[Named-object pointing records]
"""

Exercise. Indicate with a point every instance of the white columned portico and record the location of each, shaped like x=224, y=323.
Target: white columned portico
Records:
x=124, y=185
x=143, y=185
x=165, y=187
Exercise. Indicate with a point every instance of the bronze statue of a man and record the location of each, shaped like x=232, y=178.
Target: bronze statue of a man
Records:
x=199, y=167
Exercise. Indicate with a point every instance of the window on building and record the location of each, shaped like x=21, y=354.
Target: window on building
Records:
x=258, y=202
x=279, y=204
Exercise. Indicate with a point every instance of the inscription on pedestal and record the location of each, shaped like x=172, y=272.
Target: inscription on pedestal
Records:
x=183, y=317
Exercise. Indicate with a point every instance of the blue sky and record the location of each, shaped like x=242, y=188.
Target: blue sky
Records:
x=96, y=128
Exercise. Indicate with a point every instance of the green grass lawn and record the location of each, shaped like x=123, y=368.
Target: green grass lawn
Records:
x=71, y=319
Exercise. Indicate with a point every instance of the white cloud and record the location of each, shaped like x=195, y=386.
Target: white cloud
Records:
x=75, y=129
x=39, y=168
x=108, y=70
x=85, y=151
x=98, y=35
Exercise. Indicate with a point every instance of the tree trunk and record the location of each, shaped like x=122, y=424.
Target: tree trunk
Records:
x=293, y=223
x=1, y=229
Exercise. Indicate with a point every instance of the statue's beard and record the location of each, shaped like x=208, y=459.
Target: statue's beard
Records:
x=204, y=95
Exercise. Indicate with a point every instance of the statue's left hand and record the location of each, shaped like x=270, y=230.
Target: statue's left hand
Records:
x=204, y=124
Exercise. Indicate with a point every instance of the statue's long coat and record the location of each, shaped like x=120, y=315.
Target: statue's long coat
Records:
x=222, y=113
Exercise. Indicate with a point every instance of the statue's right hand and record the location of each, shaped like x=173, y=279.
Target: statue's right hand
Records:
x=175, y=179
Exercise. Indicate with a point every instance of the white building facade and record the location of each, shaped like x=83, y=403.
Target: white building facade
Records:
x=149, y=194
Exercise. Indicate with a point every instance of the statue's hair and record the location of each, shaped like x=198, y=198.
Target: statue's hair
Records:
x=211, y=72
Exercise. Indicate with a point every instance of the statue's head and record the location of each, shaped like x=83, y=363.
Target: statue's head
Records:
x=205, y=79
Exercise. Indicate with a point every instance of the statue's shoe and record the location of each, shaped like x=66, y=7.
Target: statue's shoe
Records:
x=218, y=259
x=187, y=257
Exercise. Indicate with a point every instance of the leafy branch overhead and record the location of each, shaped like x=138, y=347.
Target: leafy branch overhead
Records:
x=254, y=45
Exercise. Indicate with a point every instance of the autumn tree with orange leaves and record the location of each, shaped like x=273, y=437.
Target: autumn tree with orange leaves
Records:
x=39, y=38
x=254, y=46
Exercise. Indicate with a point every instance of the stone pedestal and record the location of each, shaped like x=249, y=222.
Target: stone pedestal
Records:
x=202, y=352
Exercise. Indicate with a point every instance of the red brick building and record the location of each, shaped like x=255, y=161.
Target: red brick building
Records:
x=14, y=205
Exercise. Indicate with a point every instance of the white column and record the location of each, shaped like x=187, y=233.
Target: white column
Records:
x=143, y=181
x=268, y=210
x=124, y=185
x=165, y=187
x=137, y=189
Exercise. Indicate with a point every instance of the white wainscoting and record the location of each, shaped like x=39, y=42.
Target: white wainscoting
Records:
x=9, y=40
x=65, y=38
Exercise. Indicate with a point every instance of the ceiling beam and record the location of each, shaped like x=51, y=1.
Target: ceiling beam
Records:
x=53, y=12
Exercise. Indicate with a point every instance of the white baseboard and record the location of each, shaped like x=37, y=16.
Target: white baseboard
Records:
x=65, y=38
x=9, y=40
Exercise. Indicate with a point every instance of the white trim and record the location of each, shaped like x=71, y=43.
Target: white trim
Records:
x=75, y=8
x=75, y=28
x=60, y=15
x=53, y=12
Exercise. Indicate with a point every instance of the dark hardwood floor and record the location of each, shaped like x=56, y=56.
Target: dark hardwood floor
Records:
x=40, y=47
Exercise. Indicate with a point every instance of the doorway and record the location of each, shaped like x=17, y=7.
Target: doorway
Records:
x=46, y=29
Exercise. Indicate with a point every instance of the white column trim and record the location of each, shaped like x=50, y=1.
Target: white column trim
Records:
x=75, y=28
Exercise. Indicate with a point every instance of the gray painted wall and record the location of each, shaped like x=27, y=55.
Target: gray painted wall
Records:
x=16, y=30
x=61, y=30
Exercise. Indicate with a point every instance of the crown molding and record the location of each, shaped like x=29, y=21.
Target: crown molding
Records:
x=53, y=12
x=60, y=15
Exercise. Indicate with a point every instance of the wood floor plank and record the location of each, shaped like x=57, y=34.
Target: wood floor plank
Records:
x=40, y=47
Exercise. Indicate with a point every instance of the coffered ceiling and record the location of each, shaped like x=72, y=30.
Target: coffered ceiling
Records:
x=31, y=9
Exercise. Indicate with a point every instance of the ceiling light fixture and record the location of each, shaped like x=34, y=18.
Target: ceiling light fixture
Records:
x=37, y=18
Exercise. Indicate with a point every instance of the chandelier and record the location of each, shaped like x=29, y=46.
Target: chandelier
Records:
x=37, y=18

"""

Stated goal:
Return exactly the lines from the one containing "like x=50, y=1." through the last line of the records above, both included, and nothing else.

Solution for this problem:
Exercise. Indicate with a point every instance of the white column trim and record the location of each, shaped like x=50, y=1.
Target: white column trim
Records:
x=75, y=28
Exercise. Indicate with a point every instance of the gray painted wall and record the location of each, shaped like x=27, y=55.
Target: gray painted wall
Records:
x=16, y=30
x=61, y=30
Exercise. Indicate with a point every instance of the crown molding and record the location of each, shaped like x=29, y=21.
Target: crown molding
Records:
x=53, y=12
x=60, y=15
Exercise. Indicate with a point every instance of the wood floor plank and record the location of each, shaped like x=57, y=34.
Target: wood floor plank
Records:
x=40, y=47
Exercise. Indicate with a point every instance of the coffered ceiling and record the location of each, shaped like x=72, y=30.
Target: coffered ceiling
Records:
x=31, y=9
Exercise. Indicate with a point every instance of the ceiling light fixture and record the location of each, shaped like x=34, y=18.
Target: ceiling light fixture
Records:
x=37, y=18
Exercise. Indicate with a point every instance of the chandelier and record the location of each, shaped like x=29, y=46.
Target: chandelier
Records:
x=37, y=18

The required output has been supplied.